• **Your assignment**
Can you express everything from the line containing "Every <instance> ends" down to the line containing "positive clicks: (354, 1026)" as a numbered list, leaving out any blank lines?

Saved data entries
******
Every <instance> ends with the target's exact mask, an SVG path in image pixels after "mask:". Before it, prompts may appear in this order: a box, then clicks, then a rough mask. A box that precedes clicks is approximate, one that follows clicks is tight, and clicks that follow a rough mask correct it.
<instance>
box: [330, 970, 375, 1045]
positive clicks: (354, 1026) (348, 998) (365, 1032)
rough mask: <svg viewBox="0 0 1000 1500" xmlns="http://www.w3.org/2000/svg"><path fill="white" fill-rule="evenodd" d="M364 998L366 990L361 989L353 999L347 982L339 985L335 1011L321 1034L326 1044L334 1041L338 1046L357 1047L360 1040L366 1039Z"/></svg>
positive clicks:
******
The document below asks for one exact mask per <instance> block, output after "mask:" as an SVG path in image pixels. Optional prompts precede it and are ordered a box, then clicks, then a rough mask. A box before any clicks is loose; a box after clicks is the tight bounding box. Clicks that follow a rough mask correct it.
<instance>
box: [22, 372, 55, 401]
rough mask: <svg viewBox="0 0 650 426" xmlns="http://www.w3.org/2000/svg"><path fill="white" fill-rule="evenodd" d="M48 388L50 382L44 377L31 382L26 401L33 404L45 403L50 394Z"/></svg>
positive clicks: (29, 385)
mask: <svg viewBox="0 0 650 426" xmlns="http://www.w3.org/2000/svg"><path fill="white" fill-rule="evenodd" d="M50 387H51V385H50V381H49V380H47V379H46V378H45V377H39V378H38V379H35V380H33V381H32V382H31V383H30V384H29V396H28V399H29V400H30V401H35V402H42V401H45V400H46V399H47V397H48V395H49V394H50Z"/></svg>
******
• **Task response**
1. Every <instance> ends with the target's exact mask, an SVG path in image pixels after "mask:". Before it, prompts may appear in this order: a box, then clicks, then a rough mask. A box that precedes clicks is approximate, one that follows clicks is tight, and clicks that follow a rough mask correct it.
2. <instance>
3. box: [330, 970, 375, 1045]
4. positive clicks: (354, 1026) (348, 998) (365, 1032)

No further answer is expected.